» 文件
縱囚歸獄,這才是唐太宗千古一帝的氣度

據《周禮•秋宮•司刑》記載,夏朝作為中國的第一個奴隸制國家,已有刑罰出現,總稱“禹刑”,標誌著夏代法律制度的產生。自此開始,中國古代法律制度脈絡清晰,特點鮮明。歷史到了唐代,史稱“貞觀之初,志存公道,人有所犯,一一於法”,“審慎周詳”的貞觀法制成為中國封建時代的刑法典範,所以能夠達到如此高度,與雄才大略的唐太宗的法治思想是分不開的。

“寬仁慎刑”的立法宗旨

隋末暴政,律法徹底淪為維護君權的高壓工具,遂使百姓怨嗟,天下由此大潰。李淵父子親眼看到這場鉅變,深知隋末君臣嚴重破壞成文法、濫用刑罰對失去天下起到了推波助瀾的作用,所以取得政權後,李淵當即下令廢除隋《大業律令》,以“務在寬簡,取便於時”的原則刊發新律令,即《武德律》。

縱囚歸獄,這才是唐太宗千古一帝的氣度

李世民奪得了皇位後,就治國原則問題在弘文殿組織了一場精彩的辯論。以封德彝為代表的老臣建議採用“秦任法律,漢雜霸道”式的治理方法,唐太宗沒有聽從,最終採用了魏徵以寬仁教化治天下的主張。魏徵認為,“仁義,理之本也;刑罰,理之末也”,若國家選用了這樣一條治國道路,就應該“慎刑卹典”。

刑法之於國家的精神,在於明正一些基本的秩序規則使人遵守,成為一種基礎的契約。若刑法立法嚴峻,又執行失措,極易形成“憲章遐棄,賄賂公行,窮人無告,聚為盜賊”的局面,於是“違天害民,專峻刑法,殺戮賢俊,天下兆庶同心畔之”。

» 工作資料
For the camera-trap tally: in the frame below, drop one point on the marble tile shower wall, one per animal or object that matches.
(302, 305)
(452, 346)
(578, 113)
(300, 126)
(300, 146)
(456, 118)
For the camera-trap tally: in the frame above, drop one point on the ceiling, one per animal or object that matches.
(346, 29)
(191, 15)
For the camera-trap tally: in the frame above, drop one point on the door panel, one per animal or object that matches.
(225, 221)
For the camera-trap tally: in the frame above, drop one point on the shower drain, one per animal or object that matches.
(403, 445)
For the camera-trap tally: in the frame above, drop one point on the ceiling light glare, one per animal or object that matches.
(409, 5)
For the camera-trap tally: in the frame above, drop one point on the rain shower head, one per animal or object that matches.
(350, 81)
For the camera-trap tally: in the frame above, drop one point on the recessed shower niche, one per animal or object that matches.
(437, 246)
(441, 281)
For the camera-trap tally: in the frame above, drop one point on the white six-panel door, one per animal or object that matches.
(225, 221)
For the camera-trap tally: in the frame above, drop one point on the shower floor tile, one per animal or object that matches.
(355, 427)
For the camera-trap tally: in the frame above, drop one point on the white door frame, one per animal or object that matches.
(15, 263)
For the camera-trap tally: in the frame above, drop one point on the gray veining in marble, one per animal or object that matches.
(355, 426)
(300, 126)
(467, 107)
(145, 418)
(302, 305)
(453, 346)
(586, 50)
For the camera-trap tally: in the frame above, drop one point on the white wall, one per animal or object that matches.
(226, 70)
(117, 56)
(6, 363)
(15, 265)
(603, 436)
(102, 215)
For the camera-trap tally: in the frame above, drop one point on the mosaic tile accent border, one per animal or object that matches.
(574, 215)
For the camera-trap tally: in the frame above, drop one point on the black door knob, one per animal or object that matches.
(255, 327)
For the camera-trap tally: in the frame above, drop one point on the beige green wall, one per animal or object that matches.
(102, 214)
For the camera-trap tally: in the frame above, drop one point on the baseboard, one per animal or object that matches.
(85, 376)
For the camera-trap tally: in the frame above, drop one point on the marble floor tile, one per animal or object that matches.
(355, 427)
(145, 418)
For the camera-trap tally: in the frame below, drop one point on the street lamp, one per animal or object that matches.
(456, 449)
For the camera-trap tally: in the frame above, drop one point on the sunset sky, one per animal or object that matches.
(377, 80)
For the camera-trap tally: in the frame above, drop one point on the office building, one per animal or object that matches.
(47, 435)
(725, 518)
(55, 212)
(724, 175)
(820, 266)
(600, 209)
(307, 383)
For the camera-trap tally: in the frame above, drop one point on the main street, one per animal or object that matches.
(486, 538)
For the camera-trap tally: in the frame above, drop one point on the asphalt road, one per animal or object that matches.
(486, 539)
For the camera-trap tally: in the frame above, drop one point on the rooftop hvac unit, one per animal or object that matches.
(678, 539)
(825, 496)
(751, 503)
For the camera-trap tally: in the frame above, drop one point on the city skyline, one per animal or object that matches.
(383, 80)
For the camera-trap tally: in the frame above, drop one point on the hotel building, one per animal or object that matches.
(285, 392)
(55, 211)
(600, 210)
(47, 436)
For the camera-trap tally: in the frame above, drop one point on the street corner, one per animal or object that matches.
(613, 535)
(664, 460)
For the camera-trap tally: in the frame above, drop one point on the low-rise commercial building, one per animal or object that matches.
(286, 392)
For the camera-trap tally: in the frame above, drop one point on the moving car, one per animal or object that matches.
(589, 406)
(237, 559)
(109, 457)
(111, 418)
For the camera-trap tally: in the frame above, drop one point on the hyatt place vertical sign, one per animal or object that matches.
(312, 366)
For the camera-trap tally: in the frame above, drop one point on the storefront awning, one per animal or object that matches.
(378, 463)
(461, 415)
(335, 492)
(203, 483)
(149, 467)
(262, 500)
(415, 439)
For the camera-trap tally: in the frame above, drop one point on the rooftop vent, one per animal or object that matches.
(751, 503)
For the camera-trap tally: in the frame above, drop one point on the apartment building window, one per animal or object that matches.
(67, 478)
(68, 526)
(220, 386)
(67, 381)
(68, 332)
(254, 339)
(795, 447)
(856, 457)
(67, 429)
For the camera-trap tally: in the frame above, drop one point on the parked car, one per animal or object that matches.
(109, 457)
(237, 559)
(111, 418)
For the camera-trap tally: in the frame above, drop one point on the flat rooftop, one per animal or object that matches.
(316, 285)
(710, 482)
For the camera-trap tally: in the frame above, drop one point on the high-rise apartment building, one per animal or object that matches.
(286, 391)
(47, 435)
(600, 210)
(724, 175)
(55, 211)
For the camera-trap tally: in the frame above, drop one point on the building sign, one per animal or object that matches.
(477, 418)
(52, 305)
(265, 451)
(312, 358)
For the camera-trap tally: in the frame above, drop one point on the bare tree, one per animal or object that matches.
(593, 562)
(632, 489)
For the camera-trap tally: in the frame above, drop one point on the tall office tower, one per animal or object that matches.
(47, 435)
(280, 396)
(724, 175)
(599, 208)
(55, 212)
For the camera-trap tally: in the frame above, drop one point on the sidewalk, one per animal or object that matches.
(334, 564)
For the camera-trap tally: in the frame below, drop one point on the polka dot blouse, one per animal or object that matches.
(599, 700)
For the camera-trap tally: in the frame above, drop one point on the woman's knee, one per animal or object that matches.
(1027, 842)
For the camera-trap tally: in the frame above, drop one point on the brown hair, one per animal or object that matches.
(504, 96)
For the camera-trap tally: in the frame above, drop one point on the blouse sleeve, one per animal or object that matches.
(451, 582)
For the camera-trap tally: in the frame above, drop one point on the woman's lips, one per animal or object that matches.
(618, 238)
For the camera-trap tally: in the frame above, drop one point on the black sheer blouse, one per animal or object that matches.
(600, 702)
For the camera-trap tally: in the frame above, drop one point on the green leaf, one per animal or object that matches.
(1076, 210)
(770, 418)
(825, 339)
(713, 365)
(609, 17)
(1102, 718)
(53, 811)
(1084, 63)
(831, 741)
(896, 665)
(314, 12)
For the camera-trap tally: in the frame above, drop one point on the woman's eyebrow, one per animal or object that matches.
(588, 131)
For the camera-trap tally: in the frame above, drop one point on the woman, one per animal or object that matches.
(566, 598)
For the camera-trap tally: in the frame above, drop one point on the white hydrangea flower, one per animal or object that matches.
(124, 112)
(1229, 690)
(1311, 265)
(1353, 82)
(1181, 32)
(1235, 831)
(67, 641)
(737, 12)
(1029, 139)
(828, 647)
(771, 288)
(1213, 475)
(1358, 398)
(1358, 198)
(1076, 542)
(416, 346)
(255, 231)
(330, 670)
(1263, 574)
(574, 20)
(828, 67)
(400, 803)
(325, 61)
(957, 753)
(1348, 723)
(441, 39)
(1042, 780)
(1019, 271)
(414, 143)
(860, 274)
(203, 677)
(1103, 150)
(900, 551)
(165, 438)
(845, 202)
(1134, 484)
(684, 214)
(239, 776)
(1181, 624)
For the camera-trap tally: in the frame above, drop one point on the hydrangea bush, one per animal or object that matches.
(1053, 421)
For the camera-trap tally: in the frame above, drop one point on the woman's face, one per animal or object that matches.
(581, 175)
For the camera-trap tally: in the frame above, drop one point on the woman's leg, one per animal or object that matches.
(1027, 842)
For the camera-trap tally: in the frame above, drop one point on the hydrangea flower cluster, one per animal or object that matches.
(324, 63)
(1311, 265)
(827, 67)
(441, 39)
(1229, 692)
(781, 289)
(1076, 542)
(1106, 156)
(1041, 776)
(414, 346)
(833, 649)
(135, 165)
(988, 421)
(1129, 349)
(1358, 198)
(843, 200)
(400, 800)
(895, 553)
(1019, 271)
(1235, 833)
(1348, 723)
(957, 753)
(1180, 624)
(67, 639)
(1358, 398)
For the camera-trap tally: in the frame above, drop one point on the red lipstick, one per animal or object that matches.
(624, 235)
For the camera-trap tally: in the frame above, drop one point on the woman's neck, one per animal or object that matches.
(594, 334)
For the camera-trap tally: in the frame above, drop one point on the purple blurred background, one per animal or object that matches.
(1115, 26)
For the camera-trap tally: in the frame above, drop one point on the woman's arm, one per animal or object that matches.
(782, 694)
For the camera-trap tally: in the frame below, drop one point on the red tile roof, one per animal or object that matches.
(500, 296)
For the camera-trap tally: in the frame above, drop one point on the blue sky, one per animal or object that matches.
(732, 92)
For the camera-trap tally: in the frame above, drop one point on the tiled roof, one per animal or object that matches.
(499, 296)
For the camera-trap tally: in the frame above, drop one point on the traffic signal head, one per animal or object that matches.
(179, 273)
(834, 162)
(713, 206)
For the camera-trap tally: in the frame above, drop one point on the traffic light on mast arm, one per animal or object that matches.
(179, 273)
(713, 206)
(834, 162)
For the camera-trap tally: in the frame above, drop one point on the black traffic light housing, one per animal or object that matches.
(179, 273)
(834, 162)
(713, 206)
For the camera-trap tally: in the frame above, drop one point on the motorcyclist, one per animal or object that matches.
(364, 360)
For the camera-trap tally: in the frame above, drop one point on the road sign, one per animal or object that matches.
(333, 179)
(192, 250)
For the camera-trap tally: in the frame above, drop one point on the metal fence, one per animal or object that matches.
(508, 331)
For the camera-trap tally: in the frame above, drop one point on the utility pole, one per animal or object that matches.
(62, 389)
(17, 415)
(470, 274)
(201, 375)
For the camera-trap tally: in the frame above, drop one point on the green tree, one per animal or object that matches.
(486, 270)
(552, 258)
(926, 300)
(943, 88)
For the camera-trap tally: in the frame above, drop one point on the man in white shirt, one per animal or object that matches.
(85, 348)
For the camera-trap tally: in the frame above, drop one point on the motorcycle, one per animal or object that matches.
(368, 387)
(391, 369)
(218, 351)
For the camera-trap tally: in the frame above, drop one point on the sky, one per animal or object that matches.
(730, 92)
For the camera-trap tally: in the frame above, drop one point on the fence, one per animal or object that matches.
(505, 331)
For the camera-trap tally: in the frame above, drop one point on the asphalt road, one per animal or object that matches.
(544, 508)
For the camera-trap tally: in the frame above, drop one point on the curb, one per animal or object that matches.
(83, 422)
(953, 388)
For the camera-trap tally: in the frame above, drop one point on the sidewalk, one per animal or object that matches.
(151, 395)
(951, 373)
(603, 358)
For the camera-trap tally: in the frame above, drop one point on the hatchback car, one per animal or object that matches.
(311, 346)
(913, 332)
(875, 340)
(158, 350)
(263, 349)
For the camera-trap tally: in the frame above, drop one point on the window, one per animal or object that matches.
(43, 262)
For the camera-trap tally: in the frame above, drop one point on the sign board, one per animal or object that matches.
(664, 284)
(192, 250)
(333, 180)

» 題目 A
根據文件,李淵廢除隋《大業律令》後刊發的新律令叫什麼?
» 題目 B
請從記錄中摘出每一行含有字串“hydrangea”的內容,大小寫須完全相符。
這些記錄與文件的內容毫無關聯。

» 作答 A
《武德律》。

» 作答 B
For the camera-trap tally: in the frame above, drop one point on the white hydrangea flower, one per animal or object that matches.
For the camera-trap tally: in the frame above, drop one point on the hydrangea bush, one per animal or object that matches.
For the camera-trap tally: in the frame above, drop one point on the hydrangea flower cluster, one per animal or object that matches.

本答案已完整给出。